▸ ТЕКСТ
-- -- --

В рюкзаке ничего не было. Я показал им паспорт, они начали куда-то звонить. За 5-7 минут появились люди в штатском, которые сразу начали надевать на меня наручники. То есть, они уже поняли, кто я такой.

Поняли через рюкзак. У них не было фото моего лица, но было фото со спины. Я засветился на захоронении «полевого командира» Гиви — на одном из репортажей. Как оказалось, уже полтора года меня разыскивали — с того момента, когда я появился в публичном информационном пространстве в Facebook.

Они затащили меня в машину, надели мешок на голову и повезли к зданию так называемого «МГБ» на Шевченко, 26. Это фактически центр Донецка.

Я не назову это допросом, меня просто били. Затем начался допрос в соседней комнате. Сначала вежливо попросили на камеру рассказать свою биографию, кто я такой, чем занимаюсь в Донецке. Едва камеру выключили, внесли «тапик» (ТА-57 — военно-полевой телефонный аппарат — УП). Это устройство, провода которого «подсоединяют» к разным частям тела. Мне эти провода присоединили к большим пальцам рук - с этого начались пытки.

Избиение, психологическое давление, угрозы — им нужно было выбить из меня признание, что я не просто журналист, а еще и шпион, работаю на Главное управление разведки Украины.

Я все подписал через час пыток. Я сказал: все, что надо, подпишу.

- И в течение первых дней вы точно знали, что это безнадежно и помощь не придет?

- О помощи мыслей не было, потому что я понял, куда попал.

Это был подвал. То есть, вас не переводят в официальную тюрьму. До меня, как оказалось, в этом же подвале сидел Игорь Козловский — мой учитель, также бывший политзаключенный.

Я понял: если меня поместили в подвал, они хотят, чтобы обо мне никто не узнал. Так и происходило в течение трех недель. Они меня заставляли звонить маме, писать посты в Facebook и даже статьи, которые были запланированы... Чтобы никто не знал, что я под арестом.

-- -- --

▸ ЗАПИСАННЫЕ ДАННЫЕ

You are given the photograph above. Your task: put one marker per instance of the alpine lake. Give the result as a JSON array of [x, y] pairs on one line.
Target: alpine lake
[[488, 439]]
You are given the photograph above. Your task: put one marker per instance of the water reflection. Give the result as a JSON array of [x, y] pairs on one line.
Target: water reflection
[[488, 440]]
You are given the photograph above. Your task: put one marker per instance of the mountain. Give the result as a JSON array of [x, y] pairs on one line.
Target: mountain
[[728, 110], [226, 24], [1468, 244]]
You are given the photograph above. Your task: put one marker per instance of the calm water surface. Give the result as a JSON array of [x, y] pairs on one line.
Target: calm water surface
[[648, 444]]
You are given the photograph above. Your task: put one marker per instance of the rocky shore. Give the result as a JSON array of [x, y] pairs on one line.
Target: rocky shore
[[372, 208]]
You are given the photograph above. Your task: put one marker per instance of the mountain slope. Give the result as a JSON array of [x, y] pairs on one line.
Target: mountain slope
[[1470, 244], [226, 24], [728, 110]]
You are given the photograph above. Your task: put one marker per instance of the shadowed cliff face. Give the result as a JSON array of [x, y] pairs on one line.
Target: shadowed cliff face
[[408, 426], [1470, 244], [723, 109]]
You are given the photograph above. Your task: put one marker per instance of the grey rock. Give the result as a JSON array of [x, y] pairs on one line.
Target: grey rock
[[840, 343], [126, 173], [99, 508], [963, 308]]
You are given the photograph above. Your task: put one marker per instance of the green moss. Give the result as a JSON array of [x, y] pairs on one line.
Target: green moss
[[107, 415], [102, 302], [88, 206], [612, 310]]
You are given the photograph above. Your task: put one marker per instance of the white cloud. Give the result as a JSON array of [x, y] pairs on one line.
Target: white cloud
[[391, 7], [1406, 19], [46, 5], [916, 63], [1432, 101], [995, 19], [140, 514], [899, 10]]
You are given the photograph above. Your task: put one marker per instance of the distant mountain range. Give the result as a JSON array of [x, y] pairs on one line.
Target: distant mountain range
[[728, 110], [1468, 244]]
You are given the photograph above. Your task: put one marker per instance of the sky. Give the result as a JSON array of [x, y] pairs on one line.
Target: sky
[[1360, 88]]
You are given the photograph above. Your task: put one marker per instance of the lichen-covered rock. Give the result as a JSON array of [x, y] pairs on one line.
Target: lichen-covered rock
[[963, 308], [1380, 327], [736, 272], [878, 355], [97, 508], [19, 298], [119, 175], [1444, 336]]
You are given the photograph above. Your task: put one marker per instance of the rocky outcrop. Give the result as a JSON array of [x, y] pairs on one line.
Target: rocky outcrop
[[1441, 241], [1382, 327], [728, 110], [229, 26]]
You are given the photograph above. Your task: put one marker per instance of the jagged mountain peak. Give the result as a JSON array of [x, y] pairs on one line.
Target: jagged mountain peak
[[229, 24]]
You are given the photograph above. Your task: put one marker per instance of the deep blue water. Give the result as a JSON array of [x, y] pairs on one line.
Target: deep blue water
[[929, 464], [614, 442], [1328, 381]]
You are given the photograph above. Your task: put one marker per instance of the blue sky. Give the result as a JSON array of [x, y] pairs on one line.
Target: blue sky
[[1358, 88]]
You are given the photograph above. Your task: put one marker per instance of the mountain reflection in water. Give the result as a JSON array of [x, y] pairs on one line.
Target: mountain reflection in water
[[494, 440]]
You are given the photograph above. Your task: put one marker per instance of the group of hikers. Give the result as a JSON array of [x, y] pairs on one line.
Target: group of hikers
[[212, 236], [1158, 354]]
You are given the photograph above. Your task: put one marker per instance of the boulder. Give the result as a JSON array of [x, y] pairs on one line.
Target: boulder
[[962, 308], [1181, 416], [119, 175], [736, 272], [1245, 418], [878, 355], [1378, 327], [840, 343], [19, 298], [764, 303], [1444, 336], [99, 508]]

-- -- --

▸ ЗАДАНИЯ
1. Пожалуйста, извлеките из текста дословно фрагмент, который открывается словами «Я все подписал» и завершается словами «я под арестом.».
2. По какому адресу, согласно тексту, находится здание так называемого «МГБ»?
Отвечайте, опираясь только на текст.

▸ ОЖИДАЕМЫЕ ОТВЕТЫ
1.
Я все подписал через час пыток. Я сказал: все, что надо, подпишу.

- И в течение первых дней вы точно знали, что это безнадежно и помощь не придет?

- О помощи мыслей не было, потому что я понял, куда попал.

Это был подвал. То есть, вас не переводят в официальную тюрьму. До меня, как оказалось, в этом же подвале сидел Игорь Козловский — мой учитель, также бывший политзаключенный.

Я понял: если меня поместили в подвал, они хотят, чтобы обо мне никто не узнал. Так и происходило в течение трех недель. Они меня заставляли звонить маме, писать посты в Facebook и даже статьи, которые были запланированы... Чтобы никто не знал, что я под арестом.

2. На Шевченко, 26.